• **Source data**:
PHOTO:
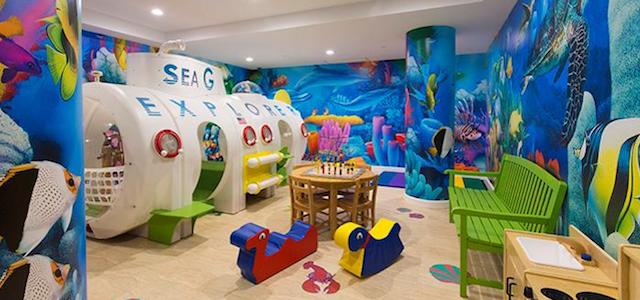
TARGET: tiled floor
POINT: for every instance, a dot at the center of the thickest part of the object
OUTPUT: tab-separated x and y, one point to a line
204	265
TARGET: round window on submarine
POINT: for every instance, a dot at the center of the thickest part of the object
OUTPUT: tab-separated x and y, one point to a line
304	130
249	136
168	143
267	135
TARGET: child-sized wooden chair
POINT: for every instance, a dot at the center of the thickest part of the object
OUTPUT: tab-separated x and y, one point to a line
307	201
361	204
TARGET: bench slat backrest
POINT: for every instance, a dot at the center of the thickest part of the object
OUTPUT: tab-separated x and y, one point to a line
526	188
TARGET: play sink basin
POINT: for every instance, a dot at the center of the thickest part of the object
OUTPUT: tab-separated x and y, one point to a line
548	252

• **Task brief**:
Rewrite the whole listing above with every "thickest part" changed to "widest part" and nothing else altered. Leave the pictures out.

• **Result of this exercise**:
PHOTO:
TARGET: tiled floor
POINT: for every instance, a dot at the center of the widest part of the object
OUTPUT: tab-separated x and y, one point to a line
204	265
TARGET: round window on submarine
POINT: for every instance, a dot at the center of the widest part of the object
OUTPUT: tab-separated x and y, one point to a line
304	130
249	136
168	143
267	135
TARGET: child-sized wooden chair
POINT: for every instance, a dot at the center of the widest part of the object
OUTPUT: tab-separated x and y, one point to a line
307	201
361	204
TARGET: bench slat backrest
POINT: for every instance, a dot at the center of the widest part of the object
OUTPUT: tab-separated x and y, one point to a line
526	188
TARGET: play sink basin
POINT: for every instance, a dot at the center of the widest part of the object
OUTPUT: tab-separated x and y, one point to a line
548	252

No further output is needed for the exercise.